> Makale:
***

İngiltere tarihinin ikinci kadın Başbakanı Theresa May, Muhafazakar Partinin yeni lideri olarak görevi David Cameron’dan devraldı. Peki, AB ile yeni dönemi nasıl yönetecek, Türkiye ile ilişkiler ne yöne evrilecek? İstanbul Şehir Üniversitesi Öğretim Üyesi Muzaffer Şenel kaleme aldı.
MUZAFFER ŞENEL
İngiltere’nin Avrupa Birliği’nden çıkış isteğini onaylayan Brexit referandumu sonrası İngiltere’de hükümet değişimi gerçekleşti. Brexit’in mimarı David Cameron, ülkesini içine sürüklediği krizi yönetemeyeceğini görünce koltuğu hemen devretti. 10 Downing Street’in yeni ev sahibi sert ama uzlaşmacı kimliği ile öne çıkan İçişleri Bakanı Theresa May oldu. Referandumda Bremain (AB’de kalalım) taraftarı olmakla beraber bunu en düşük tonda söyleyen isim olarak bilinen Avrupa-şüpheci bir siyasetçi olan May’in seçilmesi, Brexit taraftarlarını rencide etmeyecektir. Demir Leydi lakaplı Margaret Thatcher’dan sonra ülkenin ikinci kadın başbakanı olan “Çelik Leydi” adayı May, deyim yerindeyse bir enkaz devraldı. Bu nedenle May, başbakanlığı döneminde ciddi sorunlarla uğraşmak zorunda kalacak.

***

> Gösterilen kayıtlar:
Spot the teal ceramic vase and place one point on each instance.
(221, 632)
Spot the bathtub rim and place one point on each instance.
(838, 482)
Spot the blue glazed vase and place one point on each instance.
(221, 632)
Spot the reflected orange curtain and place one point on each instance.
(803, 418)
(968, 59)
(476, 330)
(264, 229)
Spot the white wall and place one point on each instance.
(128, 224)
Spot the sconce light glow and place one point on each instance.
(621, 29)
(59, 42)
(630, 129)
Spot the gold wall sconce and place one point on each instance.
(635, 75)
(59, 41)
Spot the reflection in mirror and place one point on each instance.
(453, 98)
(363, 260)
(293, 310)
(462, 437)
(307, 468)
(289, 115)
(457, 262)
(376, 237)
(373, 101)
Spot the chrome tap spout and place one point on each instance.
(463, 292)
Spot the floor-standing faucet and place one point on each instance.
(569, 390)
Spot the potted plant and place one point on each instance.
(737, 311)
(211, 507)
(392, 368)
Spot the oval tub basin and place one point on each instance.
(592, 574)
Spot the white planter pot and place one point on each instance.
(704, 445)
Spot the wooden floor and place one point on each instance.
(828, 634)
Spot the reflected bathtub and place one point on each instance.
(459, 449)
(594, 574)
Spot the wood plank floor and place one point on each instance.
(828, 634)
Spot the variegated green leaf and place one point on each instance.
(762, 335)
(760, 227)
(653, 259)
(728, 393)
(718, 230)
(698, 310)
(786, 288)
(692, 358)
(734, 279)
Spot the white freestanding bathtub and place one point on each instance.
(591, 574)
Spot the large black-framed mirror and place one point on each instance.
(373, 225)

***

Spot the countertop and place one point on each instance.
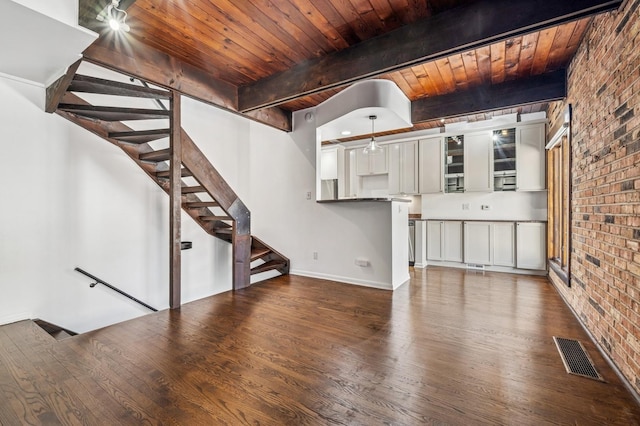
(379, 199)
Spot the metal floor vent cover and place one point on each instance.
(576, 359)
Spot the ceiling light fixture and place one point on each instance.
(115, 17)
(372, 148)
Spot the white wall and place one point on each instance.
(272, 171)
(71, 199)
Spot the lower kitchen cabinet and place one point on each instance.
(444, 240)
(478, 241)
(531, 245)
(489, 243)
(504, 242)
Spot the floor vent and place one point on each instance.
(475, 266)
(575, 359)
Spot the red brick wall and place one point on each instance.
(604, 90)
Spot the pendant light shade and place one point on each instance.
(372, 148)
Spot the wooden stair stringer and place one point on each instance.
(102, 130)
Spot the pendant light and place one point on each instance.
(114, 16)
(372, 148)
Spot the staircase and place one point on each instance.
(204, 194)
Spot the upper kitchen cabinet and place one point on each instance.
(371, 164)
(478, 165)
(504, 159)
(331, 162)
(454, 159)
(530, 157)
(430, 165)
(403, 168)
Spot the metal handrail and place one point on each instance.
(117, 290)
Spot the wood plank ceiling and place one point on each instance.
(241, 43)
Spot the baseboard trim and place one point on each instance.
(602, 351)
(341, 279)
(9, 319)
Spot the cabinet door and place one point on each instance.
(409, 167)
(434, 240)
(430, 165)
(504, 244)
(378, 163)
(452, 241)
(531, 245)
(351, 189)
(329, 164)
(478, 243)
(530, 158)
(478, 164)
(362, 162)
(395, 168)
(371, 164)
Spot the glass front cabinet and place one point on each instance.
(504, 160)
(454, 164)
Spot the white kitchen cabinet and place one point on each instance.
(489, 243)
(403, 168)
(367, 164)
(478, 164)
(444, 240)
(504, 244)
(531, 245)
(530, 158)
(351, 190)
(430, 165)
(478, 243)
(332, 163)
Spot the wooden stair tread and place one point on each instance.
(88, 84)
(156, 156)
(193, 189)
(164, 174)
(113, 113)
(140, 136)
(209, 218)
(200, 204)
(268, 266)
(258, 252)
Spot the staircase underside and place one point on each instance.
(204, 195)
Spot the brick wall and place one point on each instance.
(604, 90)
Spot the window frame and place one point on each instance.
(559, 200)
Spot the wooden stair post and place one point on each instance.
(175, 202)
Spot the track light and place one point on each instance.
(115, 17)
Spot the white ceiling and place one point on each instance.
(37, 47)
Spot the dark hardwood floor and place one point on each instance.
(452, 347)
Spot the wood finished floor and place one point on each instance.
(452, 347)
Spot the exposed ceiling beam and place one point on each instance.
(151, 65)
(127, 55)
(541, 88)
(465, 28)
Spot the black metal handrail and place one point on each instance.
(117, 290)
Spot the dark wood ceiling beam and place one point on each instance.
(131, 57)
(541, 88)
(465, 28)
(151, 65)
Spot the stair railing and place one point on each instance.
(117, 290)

***

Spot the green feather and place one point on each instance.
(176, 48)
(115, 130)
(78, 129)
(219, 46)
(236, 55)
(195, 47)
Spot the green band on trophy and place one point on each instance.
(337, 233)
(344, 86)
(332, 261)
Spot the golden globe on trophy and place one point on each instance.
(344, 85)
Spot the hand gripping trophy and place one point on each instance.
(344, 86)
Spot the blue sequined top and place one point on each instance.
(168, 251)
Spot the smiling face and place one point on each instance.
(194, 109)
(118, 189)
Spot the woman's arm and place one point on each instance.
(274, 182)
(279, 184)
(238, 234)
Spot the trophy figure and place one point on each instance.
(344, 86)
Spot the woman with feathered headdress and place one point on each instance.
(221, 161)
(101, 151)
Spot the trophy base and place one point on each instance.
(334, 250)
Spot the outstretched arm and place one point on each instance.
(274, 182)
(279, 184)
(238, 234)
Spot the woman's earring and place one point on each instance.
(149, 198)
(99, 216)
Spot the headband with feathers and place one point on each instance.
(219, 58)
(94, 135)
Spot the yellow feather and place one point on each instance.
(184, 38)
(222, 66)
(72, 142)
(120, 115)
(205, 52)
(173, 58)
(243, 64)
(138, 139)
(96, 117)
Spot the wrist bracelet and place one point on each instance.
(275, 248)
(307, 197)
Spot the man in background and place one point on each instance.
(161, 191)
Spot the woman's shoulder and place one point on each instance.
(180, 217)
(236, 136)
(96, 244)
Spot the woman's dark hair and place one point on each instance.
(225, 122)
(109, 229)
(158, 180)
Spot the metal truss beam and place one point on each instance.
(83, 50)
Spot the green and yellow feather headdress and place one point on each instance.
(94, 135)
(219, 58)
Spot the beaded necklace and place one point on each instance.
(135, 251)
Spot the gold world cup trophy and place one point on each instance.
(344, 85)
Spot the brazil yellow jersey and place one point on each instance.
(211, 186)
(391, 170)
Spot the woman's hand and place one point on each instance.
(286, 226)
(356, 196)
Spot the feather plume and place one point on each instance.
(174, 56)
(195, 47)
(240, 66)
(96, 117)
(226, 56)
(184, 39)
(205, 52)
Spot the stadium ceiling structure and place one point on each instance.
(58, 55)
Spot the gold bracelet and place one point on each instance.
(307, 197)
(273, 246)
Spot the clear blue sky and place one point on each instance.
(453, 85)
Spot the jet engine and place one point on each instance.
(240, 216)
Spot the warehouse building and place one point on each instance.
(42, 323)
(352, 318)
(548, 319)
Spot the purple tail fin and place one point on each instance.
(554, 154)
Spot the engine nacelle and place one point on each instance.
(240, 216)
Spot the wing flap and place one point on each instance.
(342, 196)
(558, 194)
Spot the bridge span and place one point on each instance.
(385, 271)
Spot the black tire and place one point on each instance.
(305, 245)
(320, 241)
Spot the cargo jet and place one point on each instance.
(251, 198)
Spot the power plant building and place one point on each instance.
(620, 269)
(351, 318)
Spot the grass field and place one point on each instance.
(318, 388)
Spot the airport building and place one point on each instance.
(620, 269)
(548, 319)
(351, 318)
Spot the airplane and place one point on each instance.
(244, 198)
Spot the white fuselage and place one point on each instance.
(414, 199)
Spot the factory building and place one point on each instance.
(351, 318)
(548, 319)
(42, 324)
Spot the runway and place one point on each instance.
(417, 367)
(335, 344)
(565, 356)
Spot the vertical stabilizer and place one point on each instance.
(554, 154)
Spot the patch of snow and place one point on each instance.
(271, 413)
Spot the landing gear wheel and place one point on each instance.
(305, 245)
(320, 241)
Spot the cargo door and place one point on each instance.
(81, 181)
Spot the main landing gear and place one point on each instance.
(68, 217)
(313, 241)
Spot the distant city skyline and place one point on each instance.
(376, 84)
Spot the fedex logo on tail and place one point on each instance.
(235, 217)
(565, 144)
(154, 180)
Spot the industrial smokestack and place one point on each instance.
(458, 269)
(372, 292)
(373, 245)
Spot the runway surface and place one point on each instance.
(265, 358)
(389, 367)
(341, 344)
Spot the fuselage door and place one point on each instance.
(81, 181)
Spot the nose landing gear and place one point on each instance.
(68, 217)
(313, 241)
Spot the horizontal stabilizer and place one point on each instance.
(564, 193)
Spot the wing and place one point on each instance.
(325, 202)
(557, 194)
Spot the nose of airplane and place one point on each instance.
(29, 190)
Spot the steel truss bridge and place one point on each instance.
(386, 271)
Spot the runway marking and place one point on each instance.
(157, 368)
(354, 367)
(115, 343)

***

> Yapılacak iş: Theresa May'in başbakanlığını ele alan makaleyi kaldığı yerden sürdürün. Kayıtlar, makaleden ayrı bir malzemedir.

> Alıştırmanın cevabı:
Öncelikle Brexit sürecinde bölünen Muhafazakâr Parti’yi yeniden birleştirebilecek mi? AB ile yeni dönemi nasıl yönetecek? Almanya ve Fransa’nın çabuk ayrıl baskılarına göğüs gerebilecek mi? İngiltere’nin muhtemel bir finansal krize sürüklenmesini önleyebilecek mi? İngiltere’nin küresel ekonomik ve siyasal imajını yenileyebilecek mi? Brexit sonrası İngiltere yolunu nasıl çizecek? İngiltere bu zorlu süreci nasıl atlatabilecek? May ve ekibinin belirleyeceği özellikle dış politika, mülteciler, AB ile ilişkiler ve mali piyasalar hakkındaki yol haritası, gerek küresel siyasette gerekse Avrupa siyasetindeki İngiltere’nin yeni rolü belirleyecektir.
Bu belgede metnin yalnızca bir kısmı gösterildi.